REQUIREMENT>
Sort through the entries below and pull out lines containing the word "exact".

▬▬▬▬▬▬▬▬▬▬

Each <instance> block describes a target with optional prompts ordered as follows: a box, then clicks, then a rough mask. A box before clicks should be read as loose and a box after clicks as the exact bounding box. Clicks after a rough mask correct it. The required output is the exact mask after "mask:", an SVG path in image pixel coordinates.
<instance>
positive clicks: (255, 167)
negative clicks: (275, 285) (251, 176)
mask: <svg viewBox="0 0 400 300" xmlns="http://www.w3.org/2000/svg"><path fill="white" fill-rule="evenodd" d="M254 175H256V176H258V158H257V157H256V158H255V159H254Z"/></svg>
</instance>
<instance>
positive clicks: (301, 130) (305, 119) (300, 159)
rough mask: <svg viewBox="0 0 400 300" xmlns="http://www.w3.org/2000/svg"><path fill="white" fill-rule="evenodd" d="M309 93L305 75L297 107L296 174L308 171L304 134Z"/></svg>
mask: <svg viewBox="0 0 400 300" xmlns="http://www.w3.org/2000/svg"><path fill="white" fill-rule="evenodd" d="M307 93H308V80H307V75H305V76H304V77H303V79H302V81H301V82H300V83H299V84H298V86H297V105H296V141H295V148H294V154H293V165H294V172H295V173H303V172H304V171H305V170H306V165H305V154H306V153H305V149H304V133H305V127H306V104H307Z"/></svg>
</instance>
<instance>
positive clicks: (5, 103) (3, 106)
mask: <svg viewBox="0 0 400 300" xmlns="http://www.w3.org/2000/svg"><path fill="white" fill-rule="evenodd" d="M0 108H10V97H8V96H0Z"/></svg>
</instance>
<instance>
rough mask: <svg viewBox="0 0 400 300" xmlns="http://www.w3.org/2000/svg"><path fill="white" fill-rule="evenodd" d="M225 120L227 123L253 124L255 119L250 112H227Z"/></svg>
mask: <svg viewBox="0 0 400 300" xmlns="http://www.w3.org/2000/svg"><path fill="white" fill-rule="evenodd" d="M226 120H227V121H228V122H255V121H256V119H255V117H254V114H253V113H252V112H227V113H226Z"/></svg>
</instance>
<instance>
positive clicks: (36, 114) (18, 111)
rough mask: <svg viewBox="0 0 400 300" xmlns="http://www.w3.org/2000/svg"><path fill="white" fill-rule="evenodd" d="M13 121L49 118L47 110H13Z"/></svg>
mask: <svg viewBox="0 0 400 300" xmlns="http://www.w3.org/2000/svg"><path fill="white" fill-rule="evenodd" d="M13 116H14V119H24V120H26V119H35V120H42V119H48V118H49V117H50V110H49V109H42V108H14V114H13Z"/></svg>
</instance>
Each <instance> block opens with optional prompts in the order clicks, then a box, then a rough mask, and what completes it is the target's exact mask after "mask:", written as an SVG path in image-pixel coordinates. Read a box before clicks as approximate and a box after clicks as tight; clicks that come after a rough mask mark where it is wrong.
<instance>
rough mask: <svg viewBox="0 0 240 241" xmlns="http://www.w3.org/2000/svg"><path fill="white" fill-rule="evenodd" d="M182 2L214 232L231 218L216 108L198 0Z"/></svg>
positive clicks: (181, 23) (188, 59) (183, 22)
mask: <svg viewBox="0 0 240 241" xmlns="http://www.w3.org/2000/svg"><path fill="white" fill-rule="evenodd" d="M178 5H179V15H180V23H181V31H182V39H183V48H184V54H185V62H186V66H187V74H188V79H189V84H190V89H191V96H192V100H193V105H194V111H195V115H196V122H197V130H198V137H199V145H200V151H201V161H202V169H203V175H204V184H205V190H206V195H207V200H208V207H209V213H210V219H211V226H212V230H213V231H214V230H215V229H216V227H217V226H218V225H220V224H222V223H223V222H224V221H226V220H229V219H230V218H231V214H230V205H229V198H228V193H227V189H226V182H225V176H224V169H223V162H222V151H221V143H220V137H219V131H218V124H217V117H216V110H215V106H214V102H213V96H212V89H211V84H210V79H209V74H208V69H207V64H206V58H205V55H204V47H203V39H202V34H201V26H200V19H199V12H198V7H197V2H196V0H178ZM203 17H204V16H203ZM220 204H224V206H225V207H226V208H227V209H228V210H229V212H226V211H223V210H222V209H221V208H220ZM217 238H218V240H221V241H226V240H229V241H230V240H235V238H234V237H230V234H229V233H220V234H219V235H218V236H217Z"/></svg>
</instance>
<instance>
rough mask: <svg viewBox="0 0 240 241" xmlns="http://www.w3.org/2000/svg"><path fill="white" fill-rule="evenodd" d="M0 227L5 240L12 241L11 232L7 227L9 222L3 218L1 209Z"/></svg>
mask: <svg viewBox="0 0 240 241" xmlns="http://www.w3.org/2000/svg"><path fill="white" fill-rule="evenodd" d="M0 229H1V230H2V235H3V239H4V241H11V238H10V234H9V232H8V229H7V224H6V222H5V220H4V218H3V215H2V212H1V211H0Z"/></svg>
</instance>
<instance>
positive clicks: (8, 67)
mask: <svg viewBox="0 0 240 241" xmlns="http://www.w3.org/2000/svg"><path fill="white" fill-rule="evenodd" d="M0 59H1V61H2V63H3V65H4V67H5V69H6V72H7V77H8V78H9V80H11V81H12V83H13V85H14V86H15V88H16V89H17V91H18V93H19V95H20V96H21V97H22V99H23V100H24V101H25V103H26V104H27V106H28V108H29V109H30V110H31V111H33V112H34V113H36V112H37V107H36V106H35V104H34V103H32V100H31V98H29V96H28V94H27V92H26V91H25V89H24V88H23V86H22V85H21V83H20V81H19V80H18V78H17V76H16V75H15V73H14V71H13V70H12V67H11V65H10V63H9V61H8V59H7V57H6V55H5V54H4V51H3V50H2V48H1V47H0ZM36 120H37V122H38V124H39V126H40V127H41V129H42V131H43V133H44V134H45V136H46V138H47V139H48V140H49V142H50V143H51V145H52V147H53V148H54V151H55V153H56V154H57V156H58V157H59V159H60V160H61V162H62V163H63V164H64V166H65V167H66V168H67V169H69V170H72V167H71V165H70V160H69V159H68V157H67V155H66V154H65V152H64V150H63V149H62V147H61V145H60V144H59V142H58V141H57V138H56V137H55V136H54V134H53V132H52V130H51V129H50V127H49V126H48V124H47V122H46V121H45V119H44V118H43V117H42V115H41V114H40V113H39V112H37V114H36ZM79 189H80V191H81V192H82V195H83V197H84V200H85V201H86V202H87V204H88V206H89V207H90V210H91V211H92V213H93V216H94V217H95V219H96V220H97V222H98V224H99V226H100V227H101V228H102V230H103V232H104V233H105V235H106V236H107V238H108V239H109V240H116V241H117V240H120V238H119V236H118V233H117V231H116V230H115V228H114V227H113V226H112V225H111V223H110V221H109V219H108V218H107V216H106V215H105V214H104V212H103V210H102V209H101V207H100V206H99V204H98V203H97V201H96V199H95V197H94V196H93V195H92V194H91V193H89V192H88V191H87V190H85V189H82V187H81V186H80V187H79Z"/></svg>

▬▬▬▬▬▬▬▬▬▬

SOLUTION BELOW>
Each <instance> block describes a target with optional prompts ordered as follows: a box, then clicks, then a rough mask. A box before clicks should be read as loose and a box after clicks as the exact bounding box. Clicks after a rough mask correct it. The required output is the exact mask after "mask:", an SVG path in image pixel coordinates.
Each <instance> block opens with optional prompts in the order clicks, then a box, then a rough mask, and what completes it is the target's exact mask after "mask:", written as an SVG path in image-pixel coordinates. Read a box before clicks as approximate and a box after clicks as tight; clicks that come after a rough mask mark where it is wrong.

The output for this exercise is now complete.